== EXTRAIT À LIRE

Lupita Nyong’o, oscarisée dans la catégorie “meilleure actrice dans un second rôle” en 2014, a partagé son indignation elle aussi“Je suis déçue du manque de diver­sité dans les nomi­na­tions de cette année […] Je soutiens mes collègues qui appellent au chan­ge­ment”, a écrit la comédienne il y a un mois. Avec Spike Lee (décoré d’un oscar d’honneur en 2015), Will Smith et son épouse Jada Pinkett Smith ont déclaré qu’ils boycotteraient la 88e cérémonie des Oscars. Certains Blancs du milieu, tels George Clooney ou Ricky Gervais, leur apportaient également leur soutien – tout comme Sasha Baron Cohen qui préfère le faire sur le ton de l’humour.

====
== DONNÉES BRUTES

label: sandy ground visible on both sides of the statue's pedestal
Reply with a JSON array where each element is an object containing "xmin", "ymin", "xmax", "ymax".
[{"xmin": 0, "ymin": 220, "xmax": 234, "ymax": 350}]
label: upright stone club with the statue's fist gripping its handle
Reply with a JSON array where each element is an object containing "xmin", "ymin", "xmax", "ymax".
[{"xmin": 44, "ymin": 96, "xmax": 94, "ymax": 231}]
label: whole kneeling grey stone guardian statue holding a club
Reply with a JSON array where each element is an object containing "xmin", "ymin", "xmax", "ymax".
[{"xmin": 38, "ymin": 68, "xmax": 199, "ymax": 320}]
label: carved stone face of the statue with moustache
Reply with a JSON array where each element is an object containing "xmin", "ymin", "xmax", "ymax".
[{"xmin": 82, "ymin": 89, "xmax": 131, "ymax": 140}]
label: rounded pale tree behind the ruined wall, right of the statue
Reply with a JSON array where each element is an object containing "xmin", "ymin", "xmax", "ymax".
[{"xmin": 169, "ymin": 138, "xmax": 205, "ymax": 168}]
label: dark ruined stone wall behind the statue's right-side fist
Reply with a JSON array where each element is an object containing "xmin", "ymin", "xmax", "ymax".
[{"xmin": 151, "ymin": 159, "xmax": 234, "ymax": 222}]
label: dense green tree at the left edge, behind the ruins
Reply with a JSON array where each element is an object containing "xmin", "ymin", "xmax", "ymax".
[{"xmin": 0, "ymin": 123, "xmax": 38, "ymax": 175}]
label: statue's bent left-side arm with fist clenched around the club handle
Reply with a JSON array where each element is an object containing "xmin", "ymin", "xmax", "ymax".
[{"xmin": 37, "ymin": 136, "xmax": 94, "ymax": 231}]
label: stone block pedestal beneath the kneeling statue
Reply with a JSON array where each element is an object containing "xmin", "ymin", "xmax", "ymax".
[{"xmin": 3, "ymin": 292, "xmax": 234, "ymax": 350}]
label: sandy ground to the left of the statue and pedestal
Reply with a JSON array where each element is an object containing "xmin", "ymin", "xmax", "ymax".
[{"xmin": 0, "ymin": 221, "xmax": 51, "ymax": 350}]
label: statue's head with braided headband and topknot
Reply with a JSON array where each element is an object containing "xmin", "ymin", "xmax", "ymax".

====

QUESTIONS SUR L'EXTRAIT:
- 1) Répondez, s'il vous plaît, à ces questions d'après l'extrait sur les Oscars :
(a) En quelle année Lupita Nyong'o a-t-elle été oscarisée ?
(b) Quelle cérémonie Will Smith et Jada Pinkett Smith ont-ils déclaré vouloir boycotter ?
(c) Sur quel ton Sasha Baron Cohen préfère-t-il apporter son soutien ?
- 2) Recopiez fidèlement l'extrait sur les Oscars, de « Lupita Nyong’o, oscarisée » jusqu'à « ton de l’humour. ».
La liste n'a aucun rapport avec l'extrait.

RÉPONSES:
- 1)
(a) En 2014.
(b) La 88e cérémonie des Oscars.
(c) Sur le ton de l'humour.

- 2)
Lupita Nyong’o, oscarisée dans la catégorie “meilleure actrice dans un second rôle” en 2014, a partagé son indignation elle aussi“Je suis déçue du manque de diver­sité dans les nomi­na­tions de cette année […] Je soutiens mes collègues qui appellent au chan­ge­ment”, a écrit la comédienne il y a un mois. Avec Spike Lee (décoré d’un oscar d’honneur en 2015), Will Smith et son épouse Jada Pinkett Smith ont déclaré qu’ils boycotteraient la 88e cérémonie des Oscars. Certains Blancs du milieu, tels George Clooney ou Ricky Gervais, leur apportaient également leur soutien – tout comme Sasha Baron Cohen qui préfère le faire sur le ton de l’humour.